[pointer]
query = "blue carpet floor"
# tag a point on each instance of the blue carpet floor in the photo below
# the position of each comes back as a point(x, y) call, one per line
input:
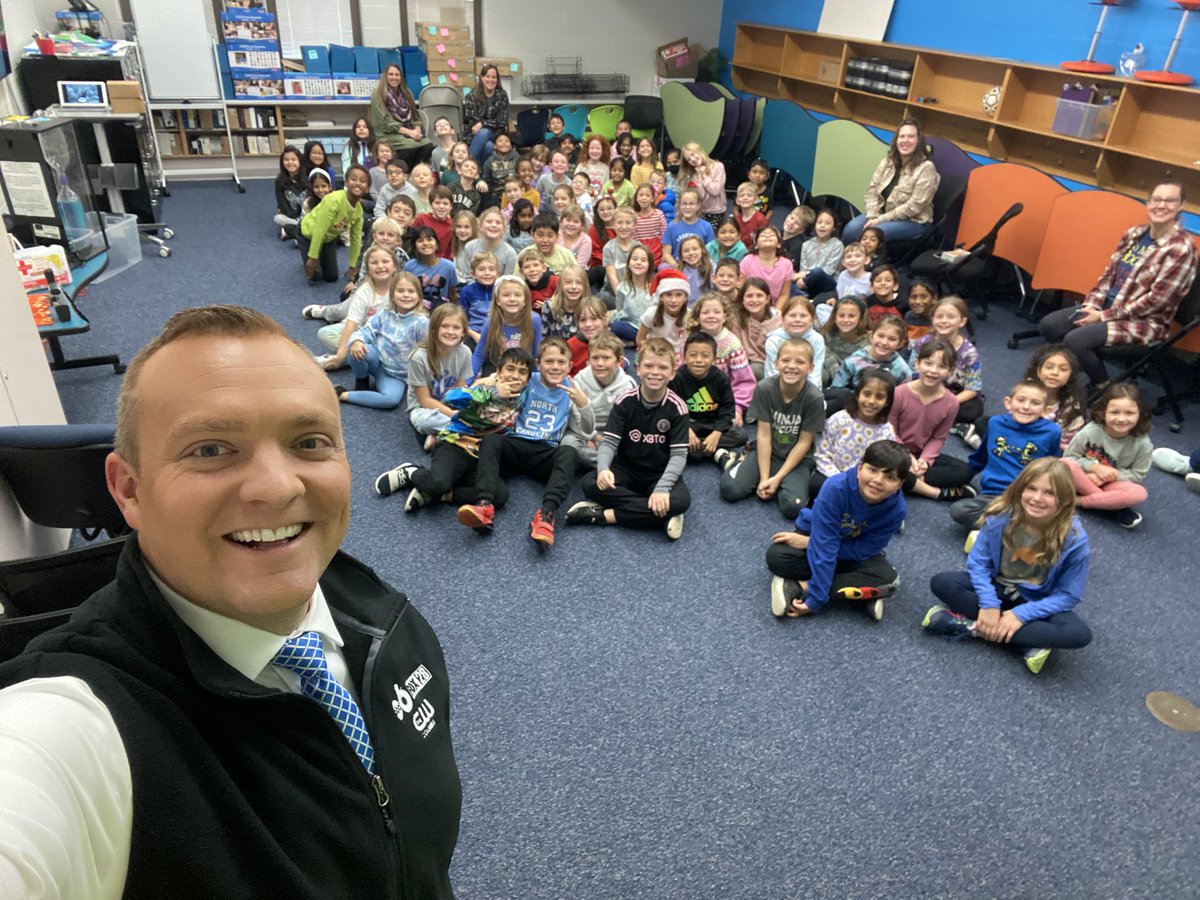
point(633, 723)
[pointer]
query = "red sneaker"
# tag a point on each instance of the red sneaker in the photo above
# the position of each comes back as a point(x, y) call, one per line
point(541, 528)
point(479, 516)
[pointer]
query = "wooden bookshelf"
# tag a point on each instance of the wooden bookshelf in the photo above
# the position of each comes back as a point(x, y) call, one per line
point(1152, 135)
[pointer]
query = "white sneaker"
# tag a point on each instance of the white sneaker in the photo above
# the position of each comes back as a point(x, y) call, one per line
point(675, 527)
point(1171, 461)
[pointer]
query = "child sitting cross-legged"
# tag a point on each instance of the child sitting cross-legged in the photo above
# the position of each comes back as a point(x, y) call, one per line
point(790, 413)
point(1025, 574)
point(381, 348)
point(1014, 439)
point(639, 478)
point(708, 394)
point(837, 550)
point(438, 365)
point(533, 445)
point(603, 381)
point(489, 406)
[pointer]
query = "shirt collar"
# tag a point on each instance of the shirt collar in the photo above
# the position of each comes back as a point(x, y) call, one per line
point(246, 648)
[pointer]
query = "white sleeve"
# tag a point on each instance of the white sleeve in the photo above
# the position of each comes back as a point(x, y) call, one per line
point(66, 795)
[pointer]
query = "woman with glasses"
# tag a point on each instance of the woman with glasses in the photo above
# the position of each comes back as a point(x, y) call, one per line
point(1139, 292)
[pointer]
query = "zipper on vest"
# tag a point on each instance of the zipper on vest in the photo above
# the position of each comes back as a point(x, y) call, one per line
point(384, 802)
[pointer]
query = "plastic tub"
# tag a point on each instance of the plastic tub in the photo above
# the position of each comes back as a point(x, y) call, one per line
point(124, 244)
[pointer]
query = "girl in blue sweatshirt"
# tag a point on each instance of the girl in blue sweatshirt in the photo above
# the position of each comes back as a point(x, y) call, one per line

◆ ◆ ◆ ◆ ◆

Copy every line of the data above word for word, from the first line to the last, but leave the picture out.

[pointer]
query = "blue carpet floor"
# tag a point on each instance of the blue carpet floor in the photo below
# the position of each comes back as a point(x, y) call, one per line
input:
point(633, 723)
[pointer]
query = "red sneaker"
# tag a point on each instance of the red sneaker in the photo above
# the position of each comes back as a point(x, y) call, one per line
point(541, 528)
point(479, 516)
[pointer]
query = "wooden bookshelf"
# tag a point on each instance of the wooden bookshelf in the photo above
# the position of each comes back as a point(x, y) call, one per line
point(1152, 135)
[pointer]
query = "white sneaker"
# tag a point on each instance of the white sneaker in the photo above
# the position of each comes back as a point(x, y) call, one per line
point(675, 527)
point(1171, 461)
[pointer]
query = "child sitting cross-legged"
# tag a point on each instance of the child sitting cross-legged in the photo above
# the position of each comes back as a point(x, y) call, one per line
point(790, 413)
point(1025, 574)
point(381, 348)
point(1014, 439)
point(639, 478)
point(708, 394)
point(837, 550)
point(438, 365)
point(533, 445)
point(603, 381)
point(489, 406)
[pointer]
query = "shirt collar"
# tag a point on each instance of the shirt collar in the photo above
# the position of each comes back as a point(x, y) call, one per line
point(246, 648)
[pointer]
query = "white sleeve"
# tag a point on each instance of the white sleeve in the photo above
# the position of each comes back as a point(x, y) call, one per line
point(66, 795)
[pointer]
query = "woman with glasses"
# tag a point on each instance of the woman with glasses in the photo above
# the position of each comes back as a point(x, y) call, one per line
point(1139, 292)
[pointer]
query = "zipper on vest"
# tag a point on each instance of the zipper on vest in the photo above
# the position of each comes back as a point(x, y) call, one per line
point(384, 802)
[pointer]
query = "plastic tub"
# tag a point on each instance of the plastic tub in the photo above
# the position of each comes back as a point(x, y) call, one per line
point(124, 244)
[pointer]
query = "girl in blue sweatshirt"
# tag a point on each instance of the girl in blue sweatshirt in the photo above
# the position of each comes back as a point(x, y) call, one per line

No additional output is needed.